_TASK TO COMPLETE_
Starting at the line that has "Target: metal handrail" and stopping after the line that has "Tag every instance of the vehicle seat", reproduce the listing below exactly; omit everything else.
INPUT section start
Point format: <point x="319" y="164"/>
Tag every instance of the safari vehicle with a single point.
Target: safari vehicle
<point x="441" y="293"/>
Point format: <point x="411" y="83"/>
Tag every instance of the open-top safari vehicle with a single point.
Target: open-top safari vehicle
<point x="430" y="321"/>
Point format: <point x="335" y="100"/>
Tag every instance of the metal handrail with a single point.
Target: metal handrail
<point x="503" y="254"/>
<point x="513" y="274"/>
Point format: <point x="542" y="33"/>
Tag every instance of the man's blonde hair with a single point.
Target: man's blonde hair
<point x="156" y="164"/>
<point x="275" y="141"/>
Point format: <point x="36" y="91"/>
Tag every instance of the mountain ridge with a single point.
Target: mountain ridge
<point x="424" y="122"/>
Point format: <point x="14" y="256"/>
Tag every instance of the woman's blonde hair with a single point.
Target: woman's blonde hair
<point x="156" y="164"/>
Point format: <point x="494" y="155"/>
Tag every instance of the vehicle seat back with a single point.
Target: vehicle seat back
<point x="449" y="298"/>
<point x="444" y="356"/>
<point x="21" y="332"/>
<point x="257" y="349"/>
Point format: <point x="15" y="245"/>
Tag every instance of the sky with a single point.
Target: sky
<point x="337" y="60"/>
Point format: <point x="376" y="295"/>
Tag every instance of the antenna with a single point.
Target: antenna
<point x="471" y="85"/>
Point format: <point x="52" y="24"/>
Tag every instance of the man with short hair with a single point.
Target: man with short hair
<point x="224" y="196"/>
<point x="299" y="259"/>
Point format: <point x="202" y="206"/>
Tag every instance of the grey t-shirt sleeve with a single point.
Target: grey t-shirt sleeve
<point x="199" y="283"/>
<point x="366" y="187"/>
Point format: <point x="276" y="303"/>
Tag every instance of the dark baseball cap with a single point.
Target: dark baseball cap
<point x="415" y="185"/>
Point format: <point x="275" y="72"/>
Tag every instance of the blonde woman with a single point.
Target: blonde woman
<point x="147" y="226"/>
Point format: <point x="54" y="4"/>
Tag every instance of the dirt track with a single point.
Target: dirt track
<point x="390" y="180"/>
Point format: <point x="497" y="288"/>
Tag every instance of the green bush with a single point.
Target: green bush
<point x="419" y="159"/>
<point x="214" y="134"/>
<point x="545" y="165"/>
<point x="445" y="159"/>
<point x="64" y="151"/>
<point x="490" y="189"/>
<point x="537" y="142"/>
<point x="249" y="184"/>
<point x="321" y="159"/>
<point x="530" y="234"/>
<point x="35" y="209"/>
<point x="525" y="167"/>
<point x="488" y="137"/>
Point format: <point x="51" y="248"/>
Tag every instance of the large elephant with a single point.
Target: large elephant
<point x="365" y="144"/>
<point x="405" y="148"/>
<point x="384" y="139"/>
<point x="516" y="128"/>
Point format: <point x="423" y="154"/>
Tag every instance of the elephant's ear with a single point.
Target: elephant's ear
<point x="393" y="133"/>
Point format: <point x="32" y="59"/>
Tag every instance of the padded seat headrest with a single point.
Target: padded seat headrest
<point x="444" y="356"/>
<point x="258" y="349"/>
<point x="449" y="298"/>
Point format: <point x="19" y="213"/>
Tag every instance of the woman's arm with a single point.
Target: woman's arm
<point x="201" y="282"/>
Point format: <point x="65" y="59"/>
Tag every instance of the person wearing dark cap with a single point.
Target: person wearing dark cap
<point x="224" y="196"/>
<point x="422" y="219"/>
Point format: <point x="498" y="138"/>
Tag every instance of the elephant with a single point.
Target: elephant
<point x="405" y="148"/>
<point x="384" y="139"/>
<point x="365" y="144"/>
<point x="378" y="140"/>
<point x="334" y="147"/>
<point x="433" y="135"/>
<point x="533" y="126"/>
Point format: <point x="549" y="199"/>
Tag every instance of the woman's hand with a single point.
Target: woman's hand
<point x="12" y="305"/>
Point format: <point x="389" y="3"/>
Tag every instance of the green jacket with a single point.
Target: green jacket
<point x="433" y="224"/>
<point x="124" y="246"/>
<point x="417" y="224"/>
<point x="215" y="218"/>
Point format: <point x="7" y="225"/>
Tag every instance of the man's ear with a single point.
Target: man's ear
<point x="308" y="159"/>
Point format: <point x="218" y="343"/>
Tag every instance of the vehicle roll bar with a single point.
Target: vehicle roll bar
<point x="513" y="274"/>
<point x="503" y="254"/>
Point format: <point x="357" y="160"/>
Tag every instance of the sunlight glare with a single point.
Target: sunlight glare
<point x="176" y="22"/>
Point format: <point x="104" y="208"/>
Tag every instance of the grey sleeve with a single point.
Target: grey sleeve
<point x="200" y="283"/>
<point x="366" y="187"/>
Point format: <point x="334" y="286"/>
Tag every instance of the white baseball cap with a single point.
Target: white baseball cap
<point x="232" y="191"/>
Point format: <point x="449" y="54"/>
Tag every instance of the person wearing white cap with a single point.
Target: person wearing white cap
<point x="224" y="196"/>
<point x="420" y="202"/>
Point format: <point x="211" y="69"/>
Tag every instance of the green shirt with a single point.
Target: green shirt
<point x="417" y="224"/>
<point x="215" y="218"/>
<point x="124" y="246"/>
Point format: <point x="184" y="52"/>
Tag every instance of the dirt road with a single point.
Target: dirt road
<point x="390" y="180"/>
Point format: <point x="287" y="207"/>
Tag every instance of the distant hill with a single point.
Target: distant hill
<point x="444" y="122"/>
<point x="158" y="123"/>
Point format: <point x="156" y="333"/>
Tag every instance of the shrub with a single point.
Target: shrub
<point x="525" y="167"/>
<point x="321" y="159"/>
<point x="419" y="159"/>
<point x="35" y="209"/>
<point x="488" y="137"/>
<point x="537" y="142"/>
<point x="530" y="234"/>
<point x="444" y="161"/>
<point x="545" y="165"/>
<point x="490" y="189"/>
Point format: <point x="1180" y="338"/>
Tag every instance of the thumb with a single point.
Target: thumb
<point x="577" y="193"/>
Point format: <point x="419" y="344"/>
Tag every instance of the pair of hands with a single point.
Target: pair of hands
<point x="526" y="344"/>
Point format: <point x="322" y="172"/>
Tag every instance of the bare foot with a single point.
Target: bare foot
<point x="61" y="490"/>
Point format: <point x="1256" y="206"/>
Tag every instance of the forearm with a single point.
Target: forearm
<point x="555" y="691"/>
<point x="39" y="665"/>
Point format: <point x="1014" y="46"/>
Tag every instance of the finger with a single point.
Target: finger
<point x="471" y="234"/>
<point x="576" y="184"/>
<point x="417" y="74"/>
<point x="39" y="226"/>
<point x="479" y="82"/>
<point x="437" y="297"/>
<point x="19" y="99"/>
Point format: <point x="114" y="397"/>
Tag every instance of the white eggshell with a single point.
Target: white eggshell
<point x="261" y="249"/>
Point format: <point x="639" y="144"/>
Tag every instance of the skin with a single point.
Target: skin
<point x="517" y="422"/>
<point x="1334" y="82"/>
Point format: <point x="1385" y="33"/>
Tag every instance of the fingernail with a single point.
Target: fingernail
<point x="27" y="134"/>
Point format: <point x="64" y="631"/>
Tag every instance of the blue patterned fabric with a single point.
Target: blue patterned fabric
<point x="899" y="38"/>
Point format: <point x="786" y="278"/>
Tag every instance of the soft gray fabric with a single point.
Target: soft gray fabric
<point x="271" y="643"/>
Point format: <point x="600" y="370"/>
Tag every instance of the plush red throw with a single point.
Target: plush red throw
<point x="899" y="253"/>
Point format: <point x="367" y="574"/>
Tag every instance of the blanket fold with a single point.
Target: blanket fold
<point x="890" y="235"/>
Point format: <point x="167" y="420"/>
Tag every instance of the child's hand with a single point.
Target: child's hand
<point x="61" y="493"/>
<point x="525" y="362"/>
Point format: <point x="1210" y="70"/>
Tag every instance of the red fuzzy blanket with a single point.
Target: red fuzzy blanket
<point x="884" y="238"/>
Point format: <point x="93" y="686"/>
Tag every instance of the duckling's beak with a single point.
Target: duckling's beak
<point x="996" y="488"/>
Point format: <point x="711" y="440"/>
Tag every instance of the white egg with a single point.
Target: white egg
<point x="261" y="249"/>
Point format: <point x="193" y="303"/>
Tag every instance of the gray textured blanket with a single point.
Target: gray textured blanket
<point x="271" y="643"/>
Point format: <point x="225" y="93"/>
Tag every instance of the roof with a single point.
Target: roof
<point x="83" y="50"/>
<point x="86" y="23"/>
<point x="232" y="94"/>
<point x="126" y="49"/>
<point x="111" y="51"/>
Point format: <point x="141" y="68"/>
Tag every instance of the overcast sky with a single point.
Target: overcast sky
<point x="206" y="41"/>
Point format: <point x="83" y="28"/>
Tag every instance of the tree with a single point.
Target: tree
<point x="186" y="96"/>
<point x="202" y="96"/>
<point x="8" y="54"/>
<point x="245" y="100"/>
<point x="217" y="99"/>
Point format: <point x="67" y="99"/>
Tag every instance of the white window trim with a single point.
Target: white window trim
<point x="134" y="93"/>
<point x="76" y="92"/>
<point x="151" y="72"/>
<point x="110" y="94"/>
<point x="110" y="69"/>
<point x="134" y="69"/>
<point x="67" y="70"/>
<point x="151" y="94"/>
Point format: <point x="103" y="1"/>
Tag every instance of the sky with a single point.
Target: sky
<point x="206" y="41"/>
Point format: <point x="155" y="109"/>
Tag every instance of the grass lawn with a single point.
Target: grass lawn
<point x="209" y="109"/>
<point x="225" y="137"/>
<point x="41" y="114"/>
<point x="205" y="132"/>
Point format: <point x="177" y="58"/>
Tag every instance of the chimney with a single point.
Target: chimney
INPUT section end
_RESULT BELOW_
Target: metal handrail
<point x="503" y="254"/>
<point x="513" y="274"/>
Point format: <point x="542" y="33"/>
Tag every instance of the man's blonde hair with a single point.
Target: man's blonde hair
<point x="156" y="164"/>
<point x="275" y="141"/>
Point format: <point x="36" y="91"/>
Tag every instance of the mountain ridge with a single point.
Target: mountain ridge
<point x="424" y="122"/>
Point format: <point x="14" y="256"/>
Tag every instance of the woman's blonde hair with a single point.
Target: woman's blonde hair
<point x="156" y="164"/>
Point format: <point x="494" y="155"/>
Tag every instance of the vehicle seat back with a single point.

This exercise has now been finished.